Individua nell'estratto del documento riportato più sotto tutte le persone indicate con il proprio nome e scrivine l'elenco.

**ESTRATTO DEL DOCUMENTO:**
------------------------------------------------------------------------
Giovanni Formisano. Poeta e commediografo
- Autore: Marco Scalabrino
- Genere: Arte, Teatro e Spettacolo
- Categoria: Saggistica
- Anno di pubblicazione: 2012
E vui durmiti ancora s’intitola la serenata siciliana cantata anche da Fiorello e da Bocelli. I versi sono struggenti, accorati. È già mattino e dal mare s’è levato il sole. L’innamorata, deliziosamente bella, dorme ancora. Anche gli uccelli attendono che lei s’affacci dal balconcino; i fiori non possono sbocciare senza vederla, non ce n’è uno che voglia far mostra di sé se prima non si apre quel balcone. La voce cantante, quella dell’innamorato, l’invita a non dormire più: anela a vedere il suo volto così bello. “Basta, non dormite più”: insieme a loro, nella stradina, c’è lui che vi trascorre tutte le sue notti, aspettando soltanto che lei si affacci. Quando sul fronte della Carnia, durante la prima guerra mondiale, un soldato siciliano la cantò in una notte lunare e di cielo pieno di stelle, anche gli austriaci, sebbene non ne avessero compreso il senso, levarono voci di plauso per l’incanto che la canzone aveva suscitato in loro.
All’autore della lirica, musicata a Malta dal concittadino Gaetano Emanuel Calì, Marco Scalabrino ha dedicato il bel saggio “Giovanni Formisano. Poeta e commediografo” (Edizioni Drepanum, Trapani, 2012). Vi si trovano parecchie indicazioni sulla genesi e sull’evoluzione del brano, apparso intorno al 1910 sul giornaletto dialettale catanese Lei è lario. Ebbe subito successo il motivo e immediata, ampia fu la diffusione. È meritorio l’avere riportato in appendice una “piccola” antologia in modo da consentire al lettore di familiarizzare con alcuni suoi componimenti timbrati da una versificazione scorrevole e musicale. Il nostro studioso, che ricostruisce l’ambiente culturale catanese di quel periodo, guarda con estrema sensibilità e con la consapevolezza del critico all’opera di Formisano “Campani di la Virmaria” (Edizioni Greco, Catania, 2000) :
“volume che riunisce una selezione delle sue poesie già edite nei lavori dal 1905 al 1951, nonché un esiguo drappello di altri componimenti”.
Sono testi, scelti appositamente dallo stesso autore, classe 1878, che all’epoca aveva già settantasette anni e godeva del meritato successo. Il titolo da lui dato è indicativo di un particolare stato d’animo: quello di chi è consapevole della fugacità della vita e della sua in particolare:
“Sugnu a la fini di lu me viaggiu”.
“Virmania” nel dialetto siciliano è l’ora del vespro, allora annunciato dal suono delle campane: metaforicamente, dunque, è quella dell’approssimarsi del compimento di un’esistenza. La sua poesia è visiva e ha il sapore della vita semplice scevra da inquietanti domande. Profondamente vi predominano gli affetti:
“Sintennu dda campana, /ognuno ca si trova pri la via / si leva la burritta, / si fa la cruci, isa l’occhi ‘n celu”.
------------------------------------------------------------------------
**Dati estratti:**

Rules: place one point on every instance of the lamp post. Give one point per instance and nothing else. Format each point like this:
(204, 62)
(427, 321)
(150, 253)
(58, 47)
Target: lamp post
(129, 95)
------------------------------------------------------------------------
**SOLUZIONE:** Giovanni Formisano, Marco Scalabrino, Fiorello, Bocelli, Gaetano Emanuel Calì